Let’s define [circle1] and [circle2] with
Inductive circle1 :=
 | base1 : circle1
 | loop1 : base1 ~~> base1

 

Inductive circle2 :=
 | base2 : circle2
 | loop2 : base2 ~~> base2

 

Prove that [circle1] and [circle2] are equivalent.

NB: I’m using a slightly different (but completely equivalent) type for the computation rules for paths and the proof of the non-dependent computation rule from the dependent one is now much shorter (compare "Coq/HIT/Circle.v" and "Coq/Experimental/Circle.v").


Best regards,

Guillaume Brunerie


[1] : https://github.com/guillaumebrunerie/HoTT

[Peter LeFanu Lumsdaine]

On Mon, Oct 3, 2011 at 9:42 PM, Guillaume Brunerie
<guillaume...@gmail.com> wrote:

> In particular I managed to define the infinite dimensional sphere (using
> higher inductive types) and I proved its contractibility.

Ah, that’s very nice!

> NB: I’m using a slightly different (but completely equivalent) type for the
> computation rules for paths and the proof of the non-dependent computation
> rule from the dependent one is now much shorter (compare "Coq/HIT/Circle.v"
> and "Coq/Experimental/Circle.v").

Hmmm, that’s interesting! (Code excerpted below for comparison.)
Yes, it does simplify the proofs — and also, perhaps, would be better
than our older one if one did want to make this rule an actual
computation rule, since it better fits the general pattern that a
computation rule should be of the form:

(eliminator applied to intro form) → stuff

If I recall correctly, the older form in Coq/HIT/Circle.v was dimly
motivated by the idea that a computation rule should be of the form:

(stuff involving an eliminator applied to intro form) → an input of
the eliminator

which was perhaps mistaken. Comparing them like this, the former
seems to make much more sense, and like it would have a much better
chance of giving good computational properties (some kind of
normalisation, etc.).

Cheers,
–p.

====8<----
-- Guillaume’s version, from Coq/Experimental/Circle.v:
Axiom compute_loop : forall P pt lp,
map_dep (circle_rect P pt lp) loop
~~> map (transport loop) (compute_base P pt lp) @ lp @ !compute_base P pt lp.

-- Older version, from Coq/HIT/Circle.v:
Axiom compute_loop' :
forall (P : circle -> Type) (pt : P base) (lp : transport loop pt ~~> pt),
(! map (transport loop) (compute_base P pt lp)
@ (map_dep (circle_rect P pt lp) loop)
@ (compute_base P pt lp))

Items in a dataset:
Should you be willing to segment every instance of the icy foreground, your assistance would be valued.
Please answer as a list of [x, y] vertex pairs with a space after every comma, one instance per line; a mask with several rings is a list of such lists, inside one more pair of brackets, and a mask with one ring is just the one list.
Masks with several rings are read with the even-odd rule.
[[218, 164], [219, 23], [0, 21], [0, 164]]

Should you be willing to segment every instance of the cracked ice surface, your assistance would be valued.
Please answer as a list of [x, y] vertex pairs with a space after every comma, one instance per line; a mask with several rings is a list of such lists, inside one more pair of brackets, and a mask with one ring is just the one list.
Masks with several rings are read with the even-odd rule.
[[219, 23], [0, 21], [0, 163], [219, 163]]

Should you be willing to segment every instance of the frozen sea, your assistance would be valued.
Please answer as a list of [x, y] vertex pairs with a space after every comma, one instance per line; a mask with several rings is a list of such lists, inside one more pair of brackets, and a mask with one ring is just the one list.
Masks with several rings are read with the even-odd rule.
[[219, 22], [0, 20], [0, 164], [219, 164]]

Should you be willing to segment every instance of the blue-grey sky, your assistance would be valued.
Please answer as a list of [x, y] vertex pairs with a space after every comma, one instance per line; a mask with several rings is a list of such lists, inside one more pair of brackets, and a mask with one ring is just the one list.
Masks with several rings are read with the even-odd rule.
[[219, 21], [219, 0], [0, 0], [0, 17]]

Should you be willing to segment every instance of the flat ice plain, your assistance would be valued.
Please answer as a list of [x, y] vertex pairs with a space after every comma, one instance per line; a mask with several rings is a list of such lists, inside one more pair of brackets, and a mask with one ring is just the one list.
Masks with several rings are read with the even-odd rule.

DIRECTION 1 >>
Answer these questions about the circle thread:
(a) What did Guillaume Brunerie say he proved about the infinite dimensional sphere?
(b) Which file contains the older version of the computation rule?
(c) According to Peter LeFanu Lumsdaine, what general form should a computation rule take?
DIRECTION 2 >>
Please carry the circle thread further from its last line.

RESULT 1 >>
(a) He proved its contractibility.
(b) Coq/HIT/Circle.v.
(c) (eliminator applied to intro form) → stuff

RESULT 2 >>
~~> lp.
====8<----

[Guillaume Brunerie]

Le 5 oct. 2011 22:37, "Peter LeFanu Lumsdaine"
<p.l.lu...@gmail.com> a écrit :

>
> On Mon, Oct 3, 2011 at 9:42 PM, Guillaume Brunerie
> <guillaume...@gmail.com> wrote:
>
> > In particular I managed to define the infinite dimensional sphere (using
> > higher inductive types) and I proved its contractibility.
>
> Ah, that’s very nice!

Thanks :-)

> > NB: I’m using a slightly different (but completely equivalent) type for the
> > computation rules for paths and the proof of the non-dependent computation
> > rule from the dependent one is now much shorter (compare "Coq/HIT/Circle.v"
> > and "Coq/Experimental/Circle.v").
>
> Hmmm, that’s interesting!  (Code excerpted below for comparison.)
> Yes, it does simplify the proofs — and also, perhaps, would be better
> than our older one if one did want to make this rule an actual
> computation rule, since it better fits the general pattern that a
> computation rule should be of the form:
>
> (eliminator applied to intro form) → stuff
>
> If I recall correctly, the older form in Coq/HIT/Circle.v was dimly
> motivated by the idea that a computation rule should be of the form:
>
> (stuff involving an eliminator applied to intro form) → an input of
> the eliminator
>
> which was perhaps mistaken.  Comparing them like this, the former
> seems to make much more sense, and like it would have a much better
> chance of giving good computational properties (some kind of
> normalisation, etc.).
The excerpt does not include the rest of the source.